[Document text]:
Start of Block

Purpose
Microarray technology presents opportunities to study etiological or genetic commonalities within ocular manifestations of heterogenous diseases. Our aims are to characterise gene expression in active uveitis of distinct etiologies and as single heterotype and to develop a novel in-silico pipeline of orthogonal analyses translatable to other diseases.
Methods
Gene expression was assayed in the OHSU Gene Microarray Shared Resource using Affymetrix Hu U133 Plus 2.0 Microarray chips on peripheral whole blood samples from active uveitis compared with inactive uveitis for separate etiologies and as a combined class of heterogeneous aetiologies. We studied 35 subjects with active noninfectious (NIU) uveitis, 28 inactive NIU in Ankylosing Spondylitis (AS), Sarcoidosis, Idiopathic Uveitis, Behcets Disease and 25 healthy controls. We developed an in-silico pipeline including frozen Robust Multi-array Average normalisation, Linear Model for Microarray in 'R', differential gene expression identification. False discovery rate <5% defined significance. Methods for downstream analysis included Gene Set enrichment Analysis , Ingenuity Pathway Analysis modules, Panther and text-mining literature search.

End of Block

[Provided records]:
Start of Block

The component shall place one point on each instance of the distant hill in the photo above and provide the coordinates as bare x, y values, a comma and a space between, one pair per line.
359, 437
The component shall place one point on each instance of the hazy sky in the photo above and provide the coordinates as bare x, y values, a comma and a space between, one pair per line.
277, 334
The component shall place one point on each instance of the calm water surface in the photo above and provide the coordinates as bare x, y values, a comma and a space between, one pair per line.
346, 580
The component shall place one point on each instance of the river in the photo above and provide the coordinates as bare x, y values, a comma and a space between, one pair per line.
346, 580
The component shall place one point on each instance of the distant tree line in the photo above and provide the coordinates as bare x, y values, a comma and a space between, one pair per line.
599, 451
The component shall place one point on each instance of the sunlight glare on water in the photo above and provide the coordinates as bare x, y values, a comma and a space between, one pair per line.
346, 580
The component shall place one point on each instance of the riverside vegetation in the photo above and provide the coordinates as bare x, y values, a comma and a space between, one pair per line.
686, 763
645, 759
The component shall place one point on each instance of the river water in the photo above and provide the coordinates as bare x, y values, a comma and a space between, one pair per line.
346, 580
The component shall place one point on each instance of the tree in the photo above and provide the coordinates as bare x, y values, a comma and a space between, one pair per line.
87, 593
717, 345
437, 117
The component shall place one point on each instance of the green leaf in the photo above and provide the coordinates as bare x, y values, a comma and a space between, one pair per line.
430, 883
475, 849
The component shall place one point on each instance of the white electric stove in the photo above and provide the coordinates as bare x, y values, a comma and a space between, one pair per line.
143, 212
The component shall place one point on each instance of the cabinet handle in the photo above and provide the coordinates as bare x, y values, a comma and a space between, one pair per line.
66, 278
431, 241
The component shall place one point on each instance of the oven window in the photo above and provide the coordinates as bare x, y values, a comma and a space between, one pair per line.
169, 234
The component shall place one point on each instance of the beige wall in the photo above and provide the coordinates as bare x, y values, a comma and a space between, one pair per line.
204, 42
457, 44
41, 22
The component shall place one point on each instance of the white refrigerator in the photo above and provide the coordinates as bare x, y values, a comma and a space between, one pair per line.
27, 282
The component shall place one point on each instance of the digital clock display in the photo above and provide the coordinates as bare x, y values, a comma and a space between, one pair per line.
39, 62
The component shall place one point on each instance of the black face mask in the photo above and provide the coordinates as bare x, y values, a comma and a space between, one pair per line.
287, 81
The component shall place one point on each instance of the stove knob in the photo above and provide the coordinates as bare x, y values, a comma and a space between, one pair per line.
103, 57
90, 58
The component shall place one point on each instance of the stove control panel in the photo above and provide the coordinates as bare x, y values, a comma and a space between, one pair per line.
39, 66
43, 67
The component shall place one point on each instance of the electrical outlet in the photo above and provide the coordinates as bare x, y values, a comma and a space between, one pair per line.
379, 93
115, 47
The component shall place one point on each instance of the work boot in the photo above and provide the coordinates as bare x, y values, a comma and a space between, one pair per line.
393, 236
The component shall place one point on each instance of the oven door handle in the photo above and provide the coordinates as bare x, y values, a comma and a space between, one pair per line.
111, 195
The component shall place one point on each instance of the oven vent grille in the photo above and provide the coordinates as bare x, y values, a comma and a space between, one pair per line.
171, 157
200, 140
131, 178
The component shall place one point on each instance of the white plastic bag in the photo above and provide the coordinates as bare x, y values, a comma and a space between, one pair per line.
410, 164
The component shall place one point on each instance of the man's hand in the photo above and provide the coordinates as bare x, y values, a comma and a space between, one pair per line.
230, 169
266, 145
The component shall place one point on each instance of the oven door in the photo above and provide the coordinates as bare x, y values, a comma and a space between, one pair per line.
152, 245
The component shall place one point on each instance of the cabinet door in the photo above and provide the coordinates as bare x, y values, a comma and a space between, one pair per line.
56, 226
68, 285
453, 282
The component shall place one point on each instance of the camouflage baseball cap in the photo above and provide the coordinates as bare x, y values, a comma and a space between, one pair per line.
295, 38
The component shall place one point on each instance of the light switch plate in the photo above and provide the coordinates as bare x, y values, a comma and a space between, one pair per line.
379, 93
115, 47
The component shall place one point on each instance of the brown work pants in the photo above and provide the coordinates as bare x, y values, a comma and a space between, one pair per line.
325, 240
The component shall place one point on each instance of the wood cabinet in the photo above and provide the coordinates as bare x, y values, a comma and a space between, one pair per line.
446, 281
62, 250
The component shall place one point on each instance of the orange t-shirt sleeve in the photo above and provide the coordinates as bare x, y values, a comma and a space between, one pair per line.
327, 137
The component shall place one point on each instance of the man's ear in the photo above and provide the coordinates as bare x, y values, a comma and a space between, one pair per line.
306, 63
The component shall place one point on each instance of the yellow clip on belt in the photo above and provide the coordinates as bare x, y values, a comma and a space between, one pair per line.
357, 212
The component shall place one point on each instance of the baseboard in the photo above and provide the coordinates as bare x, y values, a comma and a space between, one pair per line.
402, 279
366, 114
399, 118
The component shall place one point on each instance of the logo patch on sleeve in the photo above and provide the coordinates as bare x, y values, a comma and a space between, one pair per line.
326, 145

End of Block

[Exercise objective]: Extend the uveitis gene expression abstract from where it stops.

[Response]:
Results
TOLL, RIG-1 and NOD, IL21 and Integrin pathways were enriched in subjects with active uveitis. Functional distinctions between individual uveitis aetiologies are present: IL4 pathway is downregulated in Idiopathic uveitis; IL12, p53, IL17/23 pathways are upregulated and wnt-catenin, integrin pathways downregulated. The IL2 pathway is downregulated in AS Uveitis. We identified 13 (3.5 %) DEGs concordant between active uveitis disease classes, e.g., secretory leukocyte peptidase inhibitor & peroxisomal proliferator-activated receptor A (PPAR) interacting complex 285.
Conclusions
Combining multiple analysis modalities enables discovery of genes and pathways shared among heterogeneous diseases & potentially specific to a single clinical features in these diseases. We were able to identify both a common mRNA profile associated with active uveitis in various diseases in peripheral blood and show that each uveitis phenotype is associated with functional relationships distinct from systemic disease and other uveitides.